• [Task to complete]
Write every record out again exactly, and keep images out of it.

[Point-per-instance localization data]
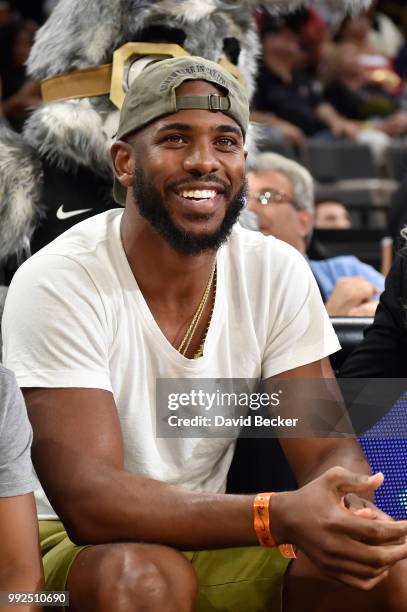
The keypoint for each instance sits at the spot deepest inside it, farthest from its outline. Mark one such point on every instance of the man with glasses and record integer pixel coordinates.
(281, 194)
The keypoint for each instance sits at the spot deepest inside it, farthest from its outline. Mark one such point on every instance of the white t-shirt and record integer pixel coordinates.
(75, 317)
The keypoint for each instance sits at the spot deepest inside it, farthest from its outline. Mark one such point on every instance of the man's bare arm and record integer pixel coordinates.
(78, 455)
(311, 457)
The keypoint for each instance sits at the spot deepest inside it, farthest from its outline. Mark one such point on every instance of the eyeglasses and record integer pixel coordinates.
(273, 196)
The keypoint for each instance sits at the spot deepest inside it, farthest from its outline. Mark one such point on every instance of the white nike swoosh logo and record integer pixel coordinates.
(67, 215)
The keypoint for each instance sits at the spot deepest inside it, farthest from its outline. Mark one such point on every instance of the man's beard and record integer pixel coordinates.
(151, 207)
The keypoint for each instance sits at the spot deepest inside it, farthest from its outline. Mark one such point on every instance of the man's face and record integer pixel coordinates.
(189, 174)
(332, 215)
(276, 215)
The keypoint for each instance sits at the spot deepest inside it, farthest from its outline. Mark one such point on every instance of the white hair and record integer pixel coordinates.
(299, 177)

• [Solution below]
The keypoint for each instance sits at the spot deepest inside it, farthest from its outline. Mark one such point on every instance of the man with glasses and record integer pixel coordinates.
(281, 194)
The keypoint for each instance sits at the spot deepest inside it, farthest from its outline. Mark one such point on every instance of the white t-shirt and record integer pixel coordinates.
(75, 317)
The keypoint for each instance sits at the spot deepest inside it, farthest from its outline. Mark one such point on every instance of the man's bare arm and record integer pixel coordinates.
(78, 455)
(311, 457)
The keypoint for each instance sits at the spot deepest inside it, farthest from its outline. Mark one such point on every instance of the eyeglasses and record integer pixel coordinates.
(273, 196)
The keypoint for each instance sits at the spot deepest inside it, farthest from its outline. Mark one such point on every instance of the white nike swoosh logo and record integer pixel coordinates.
(67, 215)
The keypoint for each instance sits at the spot deepest inside it, farthest from its outline. Mark one such point on every instance of the man's beard and record integer pixel coordinates.
(151, 207)
The keypoint for each instance sits at the spot deepest inside it, farthest from its outline. Mark one such point on every instance of the man's face and record integer pixel coordinates.
(189, 174)
(332, 215)
(276, 215)
The keypoint for each instance sits at the spot deepest inside it, farthest from its outline. Mark one such point on every instance of the white hair and record integer pixel coordinates.
(299, 177)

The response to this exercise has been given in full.